◆ Extract:

....

The Royal Society has said:
“Space technologies will become ever more integral and fundamental to … modern economies”.
That requires government departments to build the value and use of space into their forward thinking for all sectors. We have heard the same cri de coeur for decades about how to make government join up its thinking, and I know that the noble Lord, Lord Tarassenko, will offer his insights into higher education and the need to support R&D and thinking across government. We have made proposals for a Space Minister dedicated solely to this work and an envoy to work alongside businesses and universities and feed into government.
It is crucial that we address the needs of start-ups to grow up. It is not confined to this area and often spoken of as a British malaise: great at invention, then bought up by others. We heard how companies are approached all the time to move to the USA, the Gulf or elsewhere. We are lucky that some are firmly committed to this country, but they can stay only if they can access the resources that they need, so I hope the Minister will tell us what more can be done.
Many businesses talked about the importance of moving from grants to contracts and what a difference that would make. Can the Government do this and at speed? Having certainty in contracts, plus the ability to leverage other investment more effectively as a consequence, was a big part of the ask that many felt would make a difference. As the noble Lord, Lord Booth-Smith, who is on the committee, pointed out, private sector investment needs to be improved. A strategy to promote investment and opportunities should be part of the Government’s efforts to boost economic growth in this area.
Businesses spoke too about the challenges of skill shortages—up to 95% in some cases. This is not just about scientific knowledge and innovation. For a successful business, all kinds of skills are needed. As we were reminded by the noble Baroness, Lady Bonham-Carter, who cannot be here today, this is about STEAM, not just STEM. Arts and humanities play their part too. Opportunities and education play a key part, as my noble friend Lady Donaghy, with her long experience in the world of work, reminded us. No doubt she will again today.

....

◆ Data records:
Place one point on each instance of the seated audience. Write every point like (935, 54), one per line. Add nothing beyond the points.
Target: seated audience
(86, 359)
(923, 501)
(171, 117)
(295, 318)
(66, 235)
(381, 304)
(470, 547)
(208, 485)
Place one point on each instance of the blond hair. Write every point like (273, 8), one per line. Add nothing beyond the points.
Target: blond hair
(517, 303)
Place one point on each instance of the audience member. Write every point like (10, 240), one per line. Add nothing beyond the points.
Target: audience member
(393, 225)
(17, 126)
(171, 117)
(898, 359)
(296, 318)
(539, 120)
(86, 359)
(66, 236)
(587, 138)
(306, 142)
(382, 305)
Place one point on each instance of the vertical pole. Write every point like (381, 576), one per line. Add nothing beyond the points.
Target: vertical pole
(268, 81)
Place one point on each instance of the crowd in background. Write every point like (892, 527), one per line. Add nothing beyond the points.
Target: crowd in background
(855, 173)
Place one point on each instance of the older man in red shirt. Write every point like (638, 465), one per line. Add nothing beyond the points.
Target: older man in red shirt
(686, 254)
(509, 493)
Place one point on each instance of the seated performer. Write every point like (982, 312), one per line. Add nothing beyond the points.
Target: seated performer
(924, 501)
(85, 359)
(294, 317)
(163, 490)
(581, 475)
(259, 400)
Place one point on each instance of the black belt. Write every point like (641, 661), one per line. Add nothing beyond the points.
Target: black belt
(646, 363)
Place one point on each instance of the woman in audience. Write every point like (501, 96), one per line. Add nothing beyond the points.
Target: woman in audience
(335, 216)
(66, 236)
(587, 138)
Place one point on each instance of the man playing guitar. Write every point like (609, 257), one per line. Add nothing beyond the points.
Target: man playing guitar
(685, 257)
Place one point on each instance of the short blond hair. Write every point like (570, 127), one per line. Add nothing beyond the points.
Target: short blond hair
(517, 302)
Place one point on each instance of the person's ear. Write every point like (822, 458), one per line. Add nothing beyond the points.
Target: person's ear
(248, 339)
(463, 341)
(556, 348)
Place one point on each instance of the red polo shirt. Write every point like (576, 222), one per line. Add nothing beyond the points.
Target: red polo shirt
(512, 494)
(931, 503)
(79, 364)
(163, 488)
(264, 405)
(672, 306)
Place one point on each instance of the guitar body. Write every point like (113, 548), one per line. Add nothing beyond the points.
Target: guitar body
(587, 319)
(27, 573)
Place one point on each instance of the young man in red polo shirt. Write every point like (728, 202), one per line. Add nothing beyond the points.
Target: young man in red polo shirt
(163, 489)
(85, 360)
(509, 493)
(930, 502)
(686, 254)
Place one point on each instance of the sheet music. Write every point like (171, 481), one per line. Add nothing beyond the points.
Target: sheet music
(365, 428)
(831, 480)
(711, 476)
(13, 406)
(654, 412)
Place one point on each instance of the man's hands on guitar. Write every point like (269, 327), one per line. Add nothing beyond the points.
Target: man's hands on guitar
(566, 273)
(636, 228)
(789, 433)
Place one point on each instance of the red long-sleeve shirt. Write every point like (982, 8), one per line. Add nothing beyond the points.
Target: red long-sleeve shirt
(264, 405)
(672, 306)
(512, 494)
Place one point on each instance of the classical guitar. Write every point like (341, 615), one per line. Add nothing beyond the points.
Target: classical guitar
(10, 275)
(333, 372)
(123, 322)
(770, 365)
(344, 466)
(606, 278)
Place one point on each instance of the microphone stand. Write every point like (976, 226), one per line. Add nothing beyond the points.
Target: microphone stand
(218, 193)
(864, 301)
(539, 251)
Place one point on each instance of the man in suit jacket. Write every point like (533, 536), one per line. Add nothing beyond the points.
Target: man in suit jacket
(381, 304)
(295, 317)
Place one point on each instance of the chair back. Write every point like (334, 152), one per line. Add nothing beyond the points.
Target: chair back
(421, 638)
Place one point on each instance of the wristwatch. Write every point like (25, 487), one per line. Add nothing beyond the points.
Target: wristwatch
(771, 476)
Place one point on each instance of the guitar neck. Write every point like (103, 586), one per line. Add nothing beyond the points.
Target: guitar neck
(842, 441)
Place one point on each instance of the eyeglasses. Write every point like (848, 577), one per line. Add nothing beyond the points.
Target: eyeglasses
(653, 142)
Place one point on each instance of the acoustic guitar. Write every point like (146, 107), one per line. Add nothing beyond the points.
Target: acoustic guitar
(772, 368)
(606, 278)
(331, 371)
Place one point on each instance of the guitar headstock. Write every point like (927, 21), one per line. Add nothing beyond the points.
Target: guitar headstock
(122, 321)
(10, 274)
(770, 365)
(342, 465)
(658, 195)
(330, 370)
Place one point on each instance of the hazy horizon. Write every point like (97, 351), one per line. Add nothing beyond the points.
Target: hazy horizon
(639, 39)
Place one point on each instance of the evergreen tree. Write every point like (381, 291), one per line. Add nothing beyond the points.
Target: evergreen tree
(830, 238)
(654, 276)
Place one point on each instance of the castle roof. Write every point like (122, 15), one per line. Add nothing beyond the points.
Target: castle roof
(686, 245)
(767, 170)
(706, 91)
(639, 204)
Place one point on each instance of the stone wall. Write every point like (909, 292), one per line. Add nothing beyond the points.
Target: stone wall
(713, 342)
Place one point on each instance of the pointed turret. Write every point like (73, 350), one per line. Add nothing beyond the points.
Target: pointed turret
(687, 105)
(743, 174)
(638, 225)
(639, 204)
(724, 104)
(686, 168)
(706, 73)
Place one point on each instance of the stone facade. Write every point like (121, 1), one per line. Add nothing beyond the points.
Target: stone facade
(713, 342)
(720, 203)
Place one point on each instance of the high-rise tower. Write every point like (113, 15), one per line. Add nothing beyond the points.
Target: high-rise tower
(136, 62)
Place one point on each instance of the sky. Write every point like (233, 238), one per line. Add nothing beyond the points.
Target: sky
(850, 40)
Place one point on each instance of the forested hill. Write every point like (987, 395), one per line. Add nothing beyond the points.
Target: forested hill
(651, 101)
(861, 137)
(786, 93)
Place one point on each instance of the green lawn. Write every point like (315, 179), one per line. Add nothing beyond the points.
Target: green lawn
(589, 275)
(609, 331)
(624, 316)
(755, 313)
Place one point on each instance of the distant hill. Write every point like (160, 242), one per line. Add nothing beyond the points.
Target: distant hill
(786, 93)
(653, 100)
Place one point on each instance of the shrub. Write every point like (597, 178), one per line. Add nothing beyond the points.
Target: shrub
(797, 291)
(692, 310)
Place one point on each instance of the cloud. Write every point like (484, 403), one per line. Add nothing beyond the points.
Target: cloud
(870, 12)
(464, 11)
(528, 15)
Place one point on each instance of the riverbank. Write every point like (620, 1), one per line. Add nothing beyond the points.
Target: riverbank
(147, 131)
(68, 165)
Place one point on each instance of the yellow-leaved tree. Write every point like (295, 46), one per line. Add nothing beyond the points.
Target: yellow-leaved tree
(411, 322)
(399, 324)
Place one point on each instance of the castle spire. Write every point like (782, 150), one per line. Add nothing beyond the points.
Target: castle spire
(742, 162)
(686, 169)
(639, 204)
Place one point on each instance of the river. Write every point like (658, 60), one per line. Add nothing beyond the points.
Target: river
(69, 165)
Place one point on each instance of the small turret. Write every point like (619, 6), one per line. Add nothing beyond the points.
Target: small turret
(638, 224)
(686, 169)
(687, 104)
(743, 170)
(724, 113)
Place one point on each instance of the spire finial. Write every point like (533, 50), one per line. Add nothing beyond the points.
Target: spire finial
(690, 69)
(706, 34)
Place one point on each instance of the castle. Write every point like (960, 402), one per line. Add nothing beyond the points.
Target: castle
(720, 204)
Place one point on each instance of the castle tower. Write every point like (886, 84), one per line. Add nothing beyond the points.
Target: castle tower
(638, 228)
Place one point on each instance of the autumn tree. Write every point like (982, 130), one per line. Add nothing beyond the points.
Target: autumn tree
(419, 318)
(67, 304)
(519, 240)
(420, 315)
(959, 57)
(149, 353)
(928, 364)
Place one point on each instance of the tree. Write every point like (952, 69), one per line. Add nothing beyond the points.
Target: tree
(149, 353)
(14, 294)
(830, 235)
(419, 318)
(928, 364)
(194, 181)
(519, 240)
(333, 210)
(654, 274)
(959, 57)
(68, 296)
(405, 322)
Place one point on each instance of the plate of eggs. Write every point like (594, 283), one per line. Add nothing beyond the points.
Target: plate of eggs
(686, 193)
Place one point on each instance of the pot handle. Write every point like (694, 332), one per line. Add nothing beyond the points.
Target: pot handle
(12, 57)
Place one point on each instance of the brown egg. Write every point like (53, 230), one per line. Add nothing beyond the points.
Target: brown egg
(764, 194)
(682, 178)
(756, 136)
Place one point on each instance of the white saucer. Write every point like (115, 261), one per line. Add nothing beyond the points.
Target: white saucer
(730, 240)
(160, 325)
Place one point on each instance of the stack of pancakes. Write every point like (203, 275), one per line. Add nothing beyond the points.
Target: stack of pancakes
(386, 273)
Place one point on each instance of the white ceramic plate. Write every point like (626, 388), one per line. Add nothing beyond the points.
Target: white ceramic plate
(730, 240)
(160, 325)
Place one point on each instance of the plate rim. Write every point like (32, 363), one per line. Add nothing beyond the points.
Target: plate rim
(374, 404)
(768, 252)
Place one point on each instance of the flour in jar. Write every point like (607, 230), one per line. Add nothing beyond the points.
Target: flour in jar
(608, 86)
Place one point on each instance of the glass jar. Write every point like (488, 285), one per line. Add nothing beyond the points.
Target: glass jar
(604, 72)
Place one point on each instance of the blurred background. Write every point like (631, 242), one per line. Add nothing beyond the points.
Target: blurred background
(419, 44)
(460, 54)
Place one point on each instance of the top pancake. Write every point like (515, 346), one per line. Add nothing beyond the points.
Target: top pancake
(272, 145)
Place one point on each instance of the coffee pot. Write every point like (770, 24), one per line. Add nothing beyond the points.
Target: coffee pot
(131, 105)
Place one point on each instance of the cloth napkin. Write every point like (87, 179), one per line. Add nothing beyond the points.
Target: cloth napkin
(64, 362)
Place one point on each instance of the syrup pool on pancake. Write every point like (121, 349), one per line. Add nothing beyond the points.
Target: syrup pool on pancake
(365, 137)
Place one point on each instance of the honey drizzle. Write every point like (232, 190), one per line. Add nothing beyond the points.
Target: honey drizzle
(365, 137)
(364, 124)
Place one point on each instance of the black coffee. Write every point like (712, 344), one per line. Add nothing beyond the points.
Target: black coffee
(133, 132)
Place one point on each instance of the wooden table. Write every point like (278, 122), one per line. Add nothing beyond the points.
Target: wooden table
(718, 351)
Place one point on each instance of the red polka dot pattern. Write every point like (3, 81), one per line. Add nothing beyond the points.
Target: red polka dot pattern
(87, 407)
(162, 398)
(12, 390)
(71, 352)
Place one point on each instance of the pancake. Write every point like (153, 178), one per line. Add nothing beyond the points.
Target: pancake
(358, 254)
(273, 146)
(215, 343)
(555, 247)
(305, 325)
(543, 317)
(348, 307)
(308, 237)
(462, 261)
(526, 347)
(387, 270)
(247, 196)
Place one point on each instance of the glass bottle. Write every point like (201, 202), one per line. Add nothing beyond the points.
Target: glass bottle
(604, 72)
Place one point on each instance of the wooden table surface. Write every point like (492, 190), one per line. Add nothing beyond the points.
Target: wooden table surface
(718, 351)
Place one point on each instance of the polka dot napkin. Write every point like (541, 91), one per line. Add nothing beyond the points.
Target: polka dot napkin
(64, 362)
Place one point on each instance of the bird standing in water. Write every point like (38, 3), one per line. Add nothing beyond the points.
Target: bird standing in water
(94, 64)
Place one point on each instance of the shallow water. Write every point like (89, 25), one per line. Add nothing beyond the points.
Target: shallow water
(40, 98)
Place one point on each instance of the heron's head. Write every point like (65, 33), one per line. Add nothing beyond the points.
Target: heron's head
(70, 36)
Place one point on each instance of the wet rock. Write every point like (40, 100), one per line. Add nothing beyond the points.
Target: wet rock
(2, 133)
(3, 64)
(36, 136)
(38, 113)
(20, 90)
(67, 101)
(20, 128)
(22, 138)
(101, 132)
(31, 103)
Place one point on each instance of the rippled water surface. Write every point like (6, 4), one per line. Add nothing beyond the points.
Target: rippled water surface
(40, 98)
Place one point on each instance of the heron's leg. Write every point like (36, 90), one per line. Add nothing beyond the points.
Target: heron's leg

....

◆ Work instructions:
[1] According to the speech on space technologies, up to what share of skills were businesses said to be short of in some cases?
[2] Write out everything in the speech on space technologies from "Many businesses talked" down to "in this area.".
[3] Continue the speech on space technologies from the point at which it stops.

◆ Answers to the exercise:
[1] Up to 95%.

[2]
Many businesses talked about the importance of moving from grants to contracts and what a difference that would make. Can the Government do this and at speed? Having certainty in contracts, plus the ability to leverage other investment more effectively as a consequence, was a big part of the ask that many felt would make a difference. As the noble Lord, Lord Booth-Smith, who is on the committee, pointed out, private sector investment needs to be improved. A strategy to promote investment and opportunities should be part of the Government’s efforts to boost economic growth in this area.

[3]
At a time when the Milburn report speaks so passionately and alarmingly about our young people—called NEETs for shorthand purposes—surely we can invest in job training in this area. Space sparks the imagination but requires practical skills to make the imagined real. A campaign to engage some of these 1 million young people should surely be considered. How exciting this could be for those who, one way or another, have had few opportunities or not been seized of the possibilities.
There is intense competition in this field. Those who succeed will be those who develop strong national strategies that align government and industry around national advantages and shared goals, and who understand the rapid changes needed to harness this new future. The noble Baroness, Lady Stowell, with her deep understanding of AI and her knowledge of the need to move on these major challenges at speed, will have much to offer our debate. We have the opportunity across the country, with our space clusters, space catapult, primes, small businesses, universities and institutions, to boost our economy significantly. Not everything that we should do we should do alone. Our role in the European Space Agency is key and our partnerships with NASA, Japan, Canada and Australia are all important. I look forward to hearing more about what is being proposed.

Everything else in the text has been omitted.